#### [OBJECTIF]
Reproduisez intégralement l'extrait sur la ferme solidaire de Stains, s'il vous plaît.

#### [EXTRAIT FOURNI]
________________________________________
Une ferme solidaire pour l’insertion des jeunes de Seine-Saint-Denis


Stains (Seine-Saint-Denis), reportage

Idrissa Diakité se marre, de plus en plus fort, à mesure que sa fourche grignote un imposant tas de fumier. Une fumée épaisse s’échappe de l’amas pour embaumer la froideur humide qui enveloppe le verger. « Ça, c’est du fumier de qualité ! » s’exclame-t-il, l’air farceur, en remplissant sa brouette.

À un éclat de rire de là, avec Cyrille Foulon, grand gaillard au regard doux et au sourire discret, il épand le fumier sur une couche de feuilles mortes et de paille. Un peu d’azote sur un peu de carbone : c’est la technique dite de la « lasagne », employée en permaculture pour nourrir le sol, en attendant le printemps.


La Ferme des possibles emploie au total 80 personnes.
________________________________________
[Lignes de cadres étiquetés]
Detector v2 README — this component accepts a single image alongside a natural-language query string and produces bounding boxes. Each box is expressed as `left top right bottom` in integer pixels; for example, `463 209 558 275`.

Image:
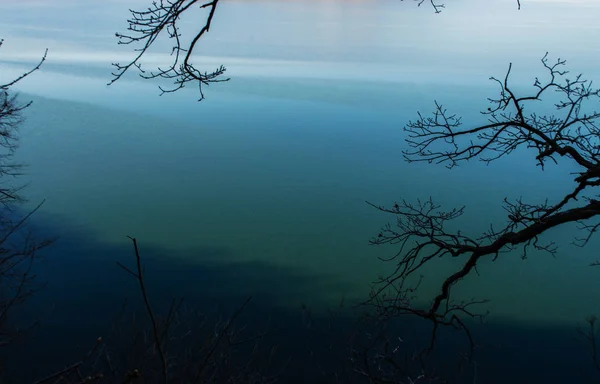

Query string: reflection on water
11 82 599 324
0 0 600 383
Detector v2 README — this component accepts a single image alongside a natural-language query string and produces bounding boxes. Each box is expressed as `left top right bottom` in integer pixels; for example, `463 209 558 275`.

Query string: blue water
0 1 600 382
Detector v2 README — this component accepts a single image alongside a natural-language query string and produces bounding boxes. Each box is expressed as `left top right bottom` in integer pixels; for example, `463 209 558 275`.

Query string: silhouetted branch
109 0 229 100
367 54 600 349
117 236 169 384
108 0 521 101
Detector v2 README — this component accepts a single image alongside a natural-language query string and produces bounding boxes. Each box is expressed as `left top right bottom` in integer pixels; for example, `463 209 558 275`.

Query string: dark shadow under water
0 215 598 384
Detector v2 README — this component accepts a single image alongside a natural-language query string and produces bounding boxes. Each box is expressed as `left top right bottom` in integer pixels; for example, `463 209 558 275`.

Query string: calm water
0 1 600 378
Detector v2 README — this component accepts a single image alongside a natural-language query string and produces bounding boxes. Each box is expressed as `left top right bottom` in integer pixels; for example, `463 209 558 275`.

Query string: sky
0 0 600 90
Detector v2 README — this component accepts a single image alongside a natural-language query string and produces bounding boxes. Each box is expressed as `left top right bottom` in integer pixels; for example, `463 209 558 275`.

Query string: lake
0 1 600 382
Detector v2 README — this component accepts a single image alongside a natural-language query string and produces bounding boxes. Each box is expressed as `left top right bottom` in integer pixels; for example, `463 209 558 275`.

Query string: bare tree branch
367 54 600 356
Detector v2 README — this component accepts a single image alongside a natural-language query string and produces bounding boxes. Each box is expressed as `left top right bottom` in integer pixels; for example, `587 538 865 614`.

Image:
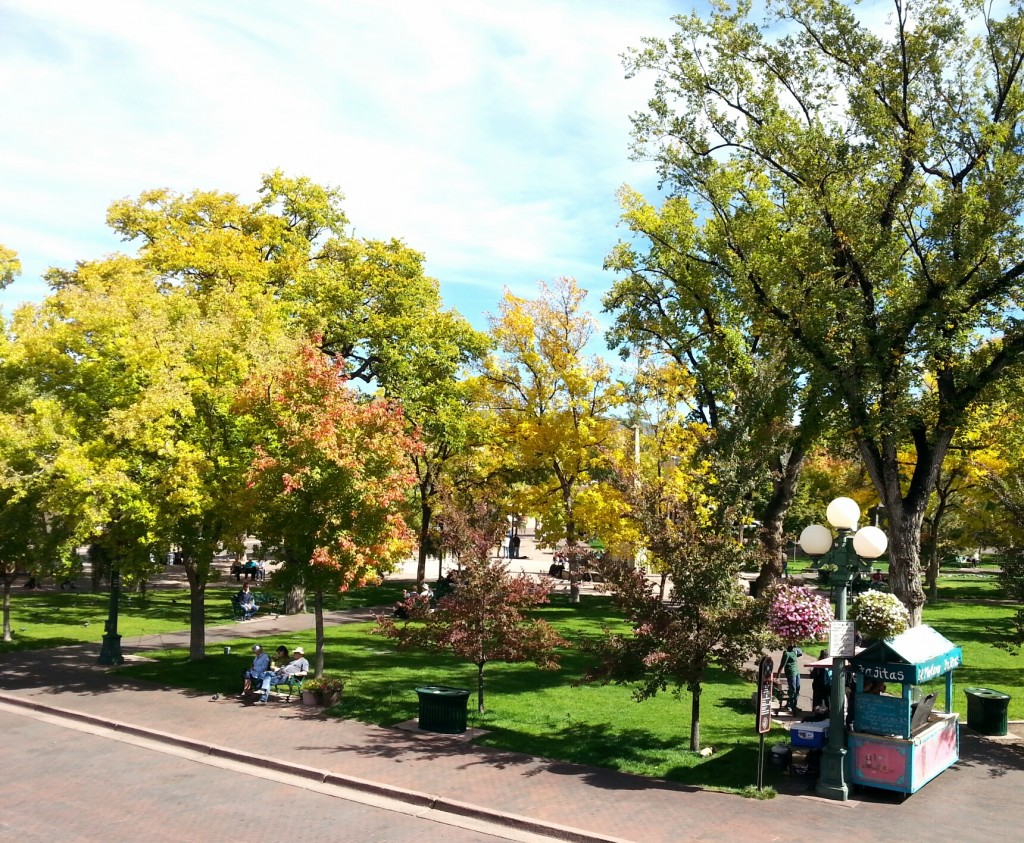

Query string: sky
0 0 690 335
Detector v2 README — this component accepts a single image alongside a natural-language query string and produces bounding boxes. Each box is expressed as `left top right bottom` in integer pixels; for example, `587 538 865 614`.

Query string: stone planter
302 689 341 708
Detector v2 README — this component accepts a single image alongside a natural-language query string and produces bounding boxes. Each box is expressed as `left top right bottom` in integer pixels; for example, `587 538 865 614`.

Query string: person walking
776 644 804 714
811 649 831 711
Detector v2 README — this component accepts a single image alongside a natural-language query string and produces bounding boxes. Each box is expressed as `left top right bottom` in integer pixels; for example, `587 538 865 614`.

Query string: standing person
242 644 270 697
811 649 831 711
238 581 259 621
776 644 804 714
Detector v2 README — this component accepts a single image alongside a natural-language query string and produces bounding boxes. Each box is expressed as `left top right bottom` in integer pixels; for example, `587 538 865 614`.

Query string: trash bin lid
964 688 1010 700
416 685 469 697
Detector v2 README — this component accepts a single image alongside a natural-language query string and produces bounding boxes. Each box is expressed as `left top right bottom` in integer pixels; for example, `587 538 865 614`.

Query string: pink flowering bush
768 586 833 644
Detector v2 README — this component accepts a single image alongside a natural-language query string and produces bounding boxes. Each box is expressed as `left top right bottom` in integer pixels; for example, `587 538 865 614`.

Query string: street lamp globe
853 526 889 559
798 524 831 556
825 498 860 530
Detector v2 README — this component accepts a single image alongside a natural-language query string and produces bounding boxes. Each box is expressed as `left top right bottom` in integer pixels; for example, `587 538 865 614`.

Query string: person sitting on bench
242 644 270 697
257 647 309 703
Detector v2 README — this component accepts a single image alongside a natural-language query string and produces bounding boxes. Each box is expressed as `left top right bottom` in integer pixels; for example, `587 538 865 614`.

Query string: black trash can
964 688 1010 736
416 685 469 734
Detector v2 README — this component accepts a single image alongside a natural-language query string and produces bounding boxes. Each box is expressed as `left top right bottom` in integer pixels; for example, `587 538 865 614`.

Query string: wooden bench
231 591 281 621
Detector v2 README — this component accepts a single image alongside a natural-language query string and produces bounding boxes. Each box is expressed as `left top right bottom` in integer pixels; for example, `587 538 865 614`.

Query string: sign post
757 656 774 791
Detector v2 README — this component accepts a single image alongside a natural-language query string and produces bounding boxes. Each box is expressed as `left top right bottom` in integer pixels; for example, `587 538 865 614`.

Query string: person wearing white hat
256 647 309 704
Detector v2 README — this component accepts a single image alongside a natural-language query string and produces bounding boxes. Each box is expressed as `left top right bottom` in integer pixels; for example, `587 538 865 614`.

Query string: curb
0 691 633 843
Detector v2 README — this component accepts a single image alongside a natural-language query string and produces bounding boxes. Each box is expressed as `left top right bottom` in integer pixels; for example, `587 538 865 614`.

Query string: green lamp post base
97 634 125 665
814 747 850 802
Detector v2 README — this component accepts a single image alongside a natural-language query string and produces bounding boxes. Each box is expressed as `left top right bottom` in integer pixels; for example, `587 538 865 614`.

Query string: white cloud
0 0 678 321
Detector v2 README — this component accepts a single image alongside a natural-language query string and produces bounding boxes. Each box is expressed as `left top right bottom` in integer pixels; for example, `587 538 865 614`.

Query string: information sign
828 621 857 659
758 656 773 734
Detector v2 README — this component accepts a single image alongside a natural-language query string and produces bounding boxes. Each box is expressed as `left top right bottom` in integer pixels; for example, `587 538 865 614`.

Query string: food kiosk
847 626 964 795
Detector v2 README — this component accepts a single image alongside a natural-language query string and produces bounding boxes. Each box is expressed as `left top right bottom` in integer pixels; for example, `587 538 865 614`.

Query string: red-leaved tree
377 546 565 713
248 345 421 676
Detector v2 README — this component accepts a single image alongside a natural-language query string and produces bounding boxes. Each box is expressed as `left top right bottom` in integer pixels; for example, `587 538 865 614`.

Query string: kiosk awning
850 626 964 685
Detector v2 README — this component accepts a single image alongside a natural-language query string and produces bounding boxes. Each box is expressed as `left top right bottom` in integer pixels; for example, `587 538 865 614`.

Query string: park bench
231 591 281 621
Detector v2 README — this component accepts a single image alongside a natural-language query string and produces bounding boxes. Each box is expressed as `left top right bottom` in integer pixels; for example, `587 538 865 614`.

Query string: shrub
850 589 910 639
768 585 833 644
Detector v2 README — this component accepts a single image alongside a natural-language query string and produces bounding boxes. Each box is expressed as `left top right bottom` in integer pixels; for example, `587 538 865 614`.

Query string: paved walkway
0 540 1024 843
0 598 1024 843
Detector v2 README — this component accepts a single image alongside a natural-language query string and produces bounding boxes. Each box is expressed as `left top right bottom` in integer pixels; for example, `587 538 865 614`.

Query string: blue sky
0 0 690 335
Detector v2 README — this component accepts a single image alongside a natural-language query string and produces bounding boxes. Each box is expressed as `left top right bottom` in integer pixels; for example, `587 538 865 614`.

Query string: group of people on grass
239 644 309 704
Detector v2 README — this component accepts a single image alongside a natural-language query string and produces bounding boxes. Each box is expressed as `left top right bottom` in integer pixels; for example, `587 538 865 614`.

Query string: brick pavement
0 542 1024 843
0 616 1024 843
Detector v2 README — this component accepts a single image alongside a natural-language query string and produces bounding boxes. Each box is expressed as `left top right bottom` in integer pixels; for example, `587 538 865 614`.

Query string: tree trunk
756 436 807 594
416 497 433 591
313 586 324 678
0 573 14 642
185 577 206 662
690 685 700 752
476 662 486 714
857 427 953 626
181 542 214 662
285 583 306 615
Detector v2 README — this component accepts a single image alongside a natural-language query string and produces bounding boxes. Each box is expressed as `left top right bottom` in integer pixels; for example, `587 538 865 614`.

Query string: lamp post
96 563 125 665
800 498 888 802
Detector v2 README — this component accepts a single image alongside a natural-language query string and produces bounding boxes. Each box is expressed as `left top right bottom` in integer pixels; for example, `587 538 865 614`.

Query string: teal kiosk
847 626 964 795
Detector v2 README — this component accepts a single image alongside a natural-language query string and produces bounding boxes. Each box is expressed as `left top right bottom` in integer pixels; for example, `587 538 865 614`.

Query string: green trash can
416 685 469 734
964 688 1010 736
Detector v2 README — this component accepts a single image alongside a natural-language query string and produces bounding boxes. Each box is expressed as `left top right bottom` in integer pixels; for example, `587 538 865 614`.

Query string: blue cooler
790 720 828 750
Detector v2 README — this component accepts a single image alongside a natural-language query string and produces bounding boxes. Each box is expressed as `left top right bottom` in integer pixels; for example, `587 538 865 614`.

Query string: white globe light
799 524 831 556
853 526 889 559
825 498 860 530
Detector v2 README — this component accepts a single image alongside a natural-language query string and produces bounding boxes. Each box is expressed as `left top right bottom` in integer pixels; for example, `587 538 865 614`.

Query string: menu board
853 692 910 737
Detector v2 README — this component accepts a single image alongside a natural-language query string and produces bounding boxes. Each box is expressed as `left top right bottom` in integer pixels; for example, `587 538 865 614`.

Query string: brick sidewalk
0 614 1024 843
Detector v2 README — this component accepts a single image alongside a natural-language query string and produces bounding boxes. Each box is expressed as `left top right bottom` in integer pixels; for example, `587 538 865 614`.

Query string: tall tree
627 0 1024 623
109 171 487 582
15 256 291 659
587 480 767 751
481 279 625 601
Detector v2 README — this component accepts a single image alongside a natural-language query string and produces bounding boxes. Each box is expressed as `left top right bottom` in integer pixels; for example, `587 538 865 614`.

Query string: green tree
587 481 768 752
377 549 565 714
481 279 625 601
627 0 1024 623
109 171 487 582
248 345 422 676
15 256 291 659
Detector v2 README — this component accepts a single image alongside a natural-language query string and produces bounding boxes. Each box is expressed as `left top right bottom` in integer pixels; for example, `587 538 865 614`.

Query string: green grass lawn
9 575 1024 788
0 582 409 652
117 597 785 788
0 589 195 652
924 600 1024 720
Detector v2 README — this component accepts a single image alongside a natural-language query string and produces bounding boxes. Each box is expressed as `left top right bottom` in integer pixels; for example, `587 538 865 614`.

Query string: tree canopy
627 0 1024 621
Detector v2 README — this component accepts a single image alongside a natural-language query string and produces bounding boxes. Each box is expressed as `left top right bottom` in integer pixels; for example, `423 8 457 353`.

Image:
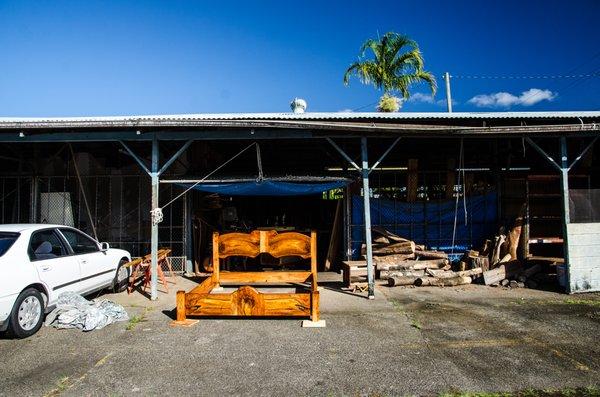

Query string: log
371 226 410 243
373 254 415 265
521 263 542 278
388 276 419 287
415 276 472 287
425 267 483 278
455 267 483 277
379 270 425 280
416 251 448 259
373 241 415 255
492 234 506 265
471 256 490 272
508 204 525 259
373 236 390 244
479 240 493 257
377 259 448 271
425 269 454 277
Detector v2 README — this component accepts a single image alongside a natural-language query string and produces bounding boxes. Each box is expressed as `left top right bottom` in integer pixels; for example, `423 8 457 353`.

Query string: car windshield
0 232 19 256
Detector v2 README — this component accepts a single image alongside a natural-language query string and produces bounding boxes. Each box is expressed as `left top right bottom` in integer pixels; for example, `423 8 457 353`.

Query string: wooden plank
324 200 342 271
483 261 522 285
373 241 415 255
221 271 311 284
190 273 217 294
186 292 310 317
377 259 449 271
________________________________________
#### [RÉPONSE RÉDIGÉE]
Une ferme solidaire pour l’insertion des jeunes de Seine-Saint-Denis


Stains (Seine-Saint-Denis), reportage

Idrissa Diakité se marre, de plus en plus fort, à mesure que sa fourche grignote un imposant tas de fumier. Une fumée épaisse s’échappe de l’amas pour embaumer la froideur humide qui enveloppe le verger. « Ça, c’est du fumier de qualité ! » s’exclame-t-il, l’air farceur, en remplissant sa brouette.

À un éclat de rire de là, avec Cyrille Foulon, grand gaillard au regard doux et au sourire discret, il épand le fumier sur une couche de feuilles mortes et de paille. Un peu d’azote sur un peu de carbone : c’est la technique dite de la « lasagne », employée en permaculture pour nourrir le sol, en attendant le printemps.


La Ferme des possibles emploie au total 80 personnes.